● Extrait du document:
Wade, les dessous d’une chute

Malgré ses réalisations, l’image du régime Wade était trop ternie auprès des Sénégalais. Des révélations sont faites par ses opposants.


En sortant de l’aéroport Léopold Sedar Senghor de Dakar, le nouveau venu est séduit par une capitale riche en infrastructures. Autoroutes, échangeurs et tunnels facilitent la circulation urbaine. Tous ces ouvrages ont été réalisés sous le régime Wade. Selon Babacar Guèye, porte-parole de son parti, le Parti démocratique sénégalais (Pds), ce sont au moins 16 grands chantiers routiers et aéroportuaires qui ont été réussis par l’ex-président.

A cela, s’ajoute la fameuse statue de la Renaissance africaine dont l’importance culturelle est même reconnue chez certains opposants comme le président de la Rencontre africaine pour la défense des droits de l’homme (Raddho). « Nous avons toujours décrit et défini le président Wade comme un bâtisseur. De mon point de vue, même le monument qu’on lui reproche et qui a coûté très cher va faire partie demain de l’identité de cette ville », affirme Alioune Tine. Alors, pourquoi ce président a-t-il subi une défaite si cuisante le 25 mars ?

● Tâches à réaliser:
A: Énumérez les types d'ouvrages qui facilitent la circulation urbaine à Dakar selon l'article sur la chute de Wade.
B: D'après Babacar Guèye dans l'article sur la chute de Wade, combien de grands chantiers routiers et aéroportuaires l'ex-président a-t-il réussis ?
C: Veuillez reprendre l'article sur la chute de Wade à la suite de sa dernière phrase.
Les données qui suivent sont indépendantes de l'article sur la chute de Wade.

● Données fournies:
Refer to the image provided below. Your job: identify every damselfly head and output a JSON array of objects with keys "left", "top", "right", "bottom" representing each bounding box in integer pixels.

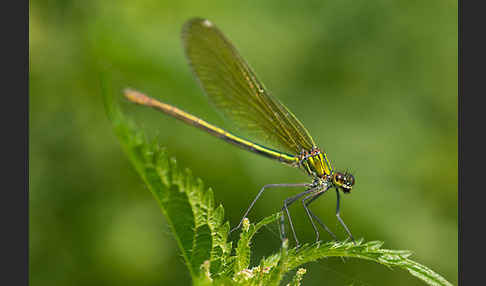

● Réponses par tâche:
A: Autoroutes, échangeurs et tunnels.

B: Au moins 16.

C:
Cette réponse du leader de l’Alliance des forces de progrès (Afp) résume ce que les Sénégalais nous ont dit pendant notre séjour dakarois. « Le bilan de Wade, c’est l’arriération économique, mentale, morale. L’arriération par rapport au rêve de progrès des Sénégalais, et surtout le coup de boutoir porté au rêve de grandeur des Sénégalais et des Africains », assène Moustapha Niasse. Pour lui, les réalisations de Sopi (changement en Wolof) ont été faites à coût de corruption, de dessous de table avec un refus obstiné d’audits ou de contrôle sur les audits qui ont été effectués jusqu’à causer la défenestration du président de l’Assemblée nationale d’alors en 2008, M. Macky Sall », rappelle l’ancien Premier ministre. Très prolixe et très acerbe contre l’ex-régime, il ajoute : «  je n’ai pas besoin de chercher de preuves. Ce sont eux-mêmes les hauts responsables de l’Etat qui ont dit à la télévision que le coût de la corniche-ouest (de Dakar) est de 6 milliards de Fcfa le kilomètre. Quand les ingénieurs ont regardé tout cela, ils ont constaté que ce kilomètre sur la corniche long de 18 km est le kilomètre le plus cher au monde. Parce qu’en Californie, en Arabie Saoudite, en Island ou en Finlande, jamais on ne fait du goudron qui coûte aussi cher. Douze millions de dollars le kilomètre, ç’a n’existe pas au monde. Voilà une preuve et ce sont eux-mêmes qui l’ont donnée… »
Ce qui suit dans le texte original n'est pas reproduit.